BEGIN Source extract

The correct application of mathematics in this instance would be to compare two related objects subject to the same or similar forces. Does such exist? Maybe! Here is where I have applied my time reading.  Commodity stocks are related to the underlying commodities. Oil to the fear factor of the middle East. etc etc
I am working on this angle.  Now what if we could assign probabilities to the price if commodity stocks changing inline with the underlying commodities based on there respective historical price actions. Interesting theory anyway but I digress.

OK, so we have reached a point where we are no longer looking at prices or signals but probabilities, and these to a large extent will be based on your experience , time frame, method of assessment, use of indicators etc.

Based on the rough probability of certain outcomes portfolio management strives to acheive the most profitable outcome via asset allocation or reallocation.  Of key importance would be setting limits and stop losses appropriate to risk.

This basically boils back to knowing the drawdown and setting stop losses.


Monte Carlo analysis may be of benefit to my further education in this.


Talk about wasting time! Whew.  Think I spouted all that just to clear my mind before I have another go at Amibroker.


----------



## tech/a (31 October 2006)

ak98

Entry is simply a beginning point.
Sure enrty which has a more "likely" cahnce of continuing in the direction in which you wish to trade--generally long--is of course the initial objective.

Placing the odds in your favor is a point of continual debate but my experience has been that buying high and selling higher has a slight edge over buying low and selling high---as we cannot determine "generally" when low is infact "The" low--or turn around.

There are 2 important factors.
Time and Exit.
Exit IS where you'll determine profit.The longer you take to exit a position which is moving in the direction of your trading the greater the profit.
This ofcourse takes time.

In my Discretionary trading I have found that buying into momentum gives me the greatest opportunity to have at least a short term continuation.The secret here is to be able to evaluate the likely length of at least the short trem momentum.
This does 2 things.
(1) Gives you the confidence and ability to place larger position sizes with much closer stops (as they are rarely hit) I use 2-3 ticks---if it gets hit then my evaluation of momentum is in correct.
(2) The closer stops will allow an R/R ratio of 4:1 or more to be easily achievable,where as wider stops make even a 1:1 R/R difficult to achieve.

There are times when it seems hit and miss with many small losses.However there are also times where 5:1 and better R/R run in winning streaks more often than I thought possible.

Having a sound knowledge of Crowd mentality DISPLAYED as price action (BAR ANALYSIS) is one of the best tools a discretionary trader can have in my veiw.

Understanding the 2 vastly different skills in formulating a Discretionary trading methodology WITHOUT a known positive expectancy and your own psychological pitfalls!!,and systems trading a methodology that has a known Positive expectancy and as such a "blueprint" to trade by,is the challenge for the trader.

Understanding of the latter before attempting the former is in my veiw the most important step in developement of trading skill.

Enjoy the journey and may your education be "cheap"!

I use Metastock and Tradesim combination but mention Amibroker due to its more favorable initial cost.


----------



## ak98 (31 October 2006)

My position

Monte Carlos, Markowitz theory and portfolio managment.

END Source extract

Written instruction 1 ->
Using the trading thread, answer the following, labeling each answer with the matching letter:
(a) How many ticks does tech/a use for stops?
(b) Which software combination does tech/a use?
(c) What kind of analysis does the first writer say may benefit further education in this area?

BEGIN Exercise materials

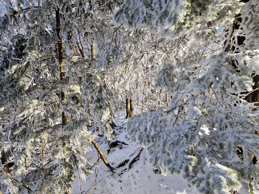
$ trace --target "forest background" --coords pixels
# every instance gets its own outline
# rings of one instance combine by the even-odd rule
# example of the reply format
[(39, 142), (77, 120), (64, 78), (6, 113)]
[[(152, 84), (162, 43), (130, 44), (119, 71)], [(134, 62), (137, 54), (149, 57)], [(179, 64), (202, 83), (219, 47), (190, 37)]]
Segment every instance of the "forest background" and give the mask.
[(1, 192), (70, 193), (76, 172), (93, 172), (92, 144), (107, 168), (125, 165), (110, 164), (95, 140), (116, 142), (112, 117), (124, 110), (128, 136), (163, 175), (206, 193), (258, 180), (257, 0), (6, 0), (0, 9)]

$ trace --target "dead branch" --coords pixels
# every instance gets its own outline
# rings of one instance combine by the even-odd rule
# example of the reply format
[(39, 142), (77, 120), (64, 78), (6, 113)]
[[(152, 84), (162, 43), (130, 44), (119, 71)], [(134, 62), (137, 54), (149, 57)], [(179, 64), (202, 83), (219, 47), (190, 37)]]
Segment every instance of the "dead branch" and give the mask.
[(27, 189), (27, 190), (28, 190), (28, 191), (32, 191), (31, 189), (29, 188), (27, 186), (25, 186), (25, 185), (24, 185), (24, 184), (23, 184), (23, 183), (21, 183), (20, 182), (20, 181), (18, 181), (17, 179), (16, 179), (15, 178), (14, 178), (10, 174), (9, 174), (9, 173), (8, 173), (6, 172), (5, 171), (4, 171), (4, 169), (3, 169), (3, 168), (1, 168), (1, 170), (2, 170), (2, 171), (6, 175), (7, 175), (8, 176), (9, 176), (9, 177), (10, 177), (10, 178), (11, 178), (13, 180), (14, 180), (17, 183), (18, 183), (19, 184), (20, 184), (20, 185), (21, 185), (22, 186), (23, 186), (26, 189)]
[(129, 165), (129, 169), (130, 169), (132, 168), (132, 166), (133, 165), (133, 164), (137, 161), (139, 160), (139, 157), (140, 156), (140, 153), (141, 153), (141, 151), (142, 151), (143, 150), (143, 148), (141, 147), (141, 149), (140, 149), (140, 151), (139, 151), (139, 153), (131, 161), (131, 162), (130, 162), (130, 164)]

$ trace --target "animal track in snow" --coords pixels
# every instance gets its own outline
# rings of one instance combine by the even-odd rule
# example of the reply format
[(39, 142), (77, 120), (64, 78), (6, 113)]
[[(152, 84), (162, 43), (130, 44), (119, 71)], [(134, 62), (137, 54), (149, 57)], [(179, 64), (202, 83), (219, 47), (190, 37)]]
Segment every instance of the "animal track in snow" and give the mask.
[(134, 173), (131, 173), (130, 176), (132, 180), (135, 180), (136, 179), (136, 174)]

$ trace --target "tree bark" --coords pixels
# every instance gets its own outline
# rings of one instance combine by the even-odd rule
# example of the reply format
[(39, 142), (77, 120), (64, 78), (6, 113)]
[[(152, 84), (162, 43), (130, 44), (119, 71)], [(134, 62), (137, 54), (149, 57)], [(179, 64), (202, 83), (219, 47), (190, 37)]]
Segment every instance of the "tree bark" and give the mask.
[(73, 47), (73, 50), (74, 50), (74, 53), (75, 55), (76, 55), (78, 54), (78, 50), (77, 50), (77, 48), (76, 47)]
[(166, 94), (166, 106), (169, 106), (169, 103), (168, 101), (168, 94)]
[(78, 47), (78, 49), (79, 49), (79, 51), (80, 52), (80, 53), (81, 54), (82, 57), (83, 58), (85, 58), (85, 56), (84, 55), (84, 50), (83, 49), (83, 48), (81, 46), (81, 44), (78, 42), (77, 42), (77, 47)]
[(128, 119), (130, 117), (130, 98), (126, 99), (126, 118)]
[(27, 159), (24, 158), (24, 163), (25, 163), (25, 173), (27, 174), (28, 174), (28, 166), (27, 164)]
[(2, 170), (2, 171), (4, 173), (5, 173), (6, 175), (7, 175), (8, 176), (9, 176), (10, 178), (11, 178), (12, 179), (13, 179), (13, 180), (14, 181), (15, 181), (17, 183), (20, 184), (22, 186), (23, 186), (26, 189), (28, 190), (28, 191), (32, 191), (31, 189), (30, 189), (27, 186), (25, 186), (25, 185), (23, 184), (22, 183), (21, 183), (17, 179), (16, 179), (15, 178), (14, 178), (10, 174), (10, 173), (8, 173), (7, 172), (5, 171), (4, 170), (3, 168), (1, 168), (1, 170)]
[[(1, 157), (1, 161), (2, 162), (2, 163), (3, 164), (5, 163), (7, 163), (7, 159), (6, 158), (6, 156), (5, 155), (5, 153), (4, 152), (4, 150), (3, 150), (2, 151), (2, 156)], [(10, 170), (9, 169), (9, 167), (8, 166), (8, 164), (7, 163), (4, 166), (3, 170), (5, 171), (11, 173), (10, 172)]]
[(130, 117), (131, 117), (134, 115), (134, 107), (133, 106), (133, 101), (132, 99), (130, 99)]
[[(60, 34), (61, 25), (60, 23), (59, 9), (58, 8), (57, 10), (56, 10), (55, 12), (57, 35), (58, 39), (57, 46), (59, 51), (59, 62), (60, 78), (61, 80), (63, 80), (65, 79), (65, 71), (63, 69), (64, 63), (63, 61), (63, 46), (62, 45), (62, 40)], [(64, 91), (62, 90), (61, 91), (61, 100), (62, 101), (64, 102), (65, 99), (65, 93)], [(65, 113), (64, 112), (62, 112), (62, 124), (63, 127), (67, 124), (67, 116), (65, 114)]]
[[(44, 145), (43, 144), (44, 143), (44, 141), (42, 141), (42, 145), (41, 146), (41, 151), (42, 152), (42, 160), (45, 160), (45, 150), (44, 148)], [(42, 162), (41, 163), (41, 167), (42, 167), (41, 170), (42, 171), (44, 170), (45, 169), (45, 163), (44, 162)]]
[(95, 41), (93, 39), (91, 39), (91, 53), (92, 53), (92, 60), (95, 59)]
[(113, 170), (113, 168), (111, 167), (109, 162), (108, 162), (108, 161), (106, 160), (106, 159), (105, 158), (104, 155), (103, 155), (103, 152), (102, 151), (102, 150), (101, 150), (100, 148), (99, 147), (99, 146), (98, 146), (97, 143), (95, 142), (95, 141), (92, 137), (91, 137), (91, 140), (92, 141), (92, 143), (93, 145), (93, 146), (95, 146), (95, 147), (96, 150), (96, 151), (97, 151), (97, 152), (100, 154), (101, 158), (103, 160), (103, 161), (105, 165), (106, 165), (106, 166), (112, 170)]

END Exercise materials

Written instruction 2 ->
Render everything in the listing, from its start down to the line containing "0), (6, 0), (0, 9)]", as a Markdown table with the columns Nr and Line, numbering the rows and omitting blank lines. Leave the pictures out.

Response 1 ->
(a) 2-3 ticks.
(b) Metastock and Tradesim.
(c) Monte Carlo analysis.

Response 2 ->
| Nr | Line |
|---|---|
| 1 | $ trace --target "forest background" --coords pixels |
| 2 | # every instance gets its own outline |
| 3 | # rings of one instance combine by the even-odd rule |
| 4 | # example of the reply format |
| 5 | [(39, 142), (77, 120), (64, 78), (6, 113)] |
| 6 | [[(152, 84), (162, 43), (130, 44), (119, 71)], [(134, 62), (137, 54), (149, 57)], [(179, 64), (202, 83), (219, 47), (190, 37)]] |
| 7 | Segment every instance of the "forest background" and give the mask. |
| 8 | [(1, 192), (70, 193), (76, 172), (93, 172), (92, 144), (107, 168), (125, 165), (110, 164), (95, 140), (116, 142), (112, 117), (124, 110), (128, 136), (163, 175), (206, 193), (258, 180), (257, 0), (6, 0), (0, 9)] |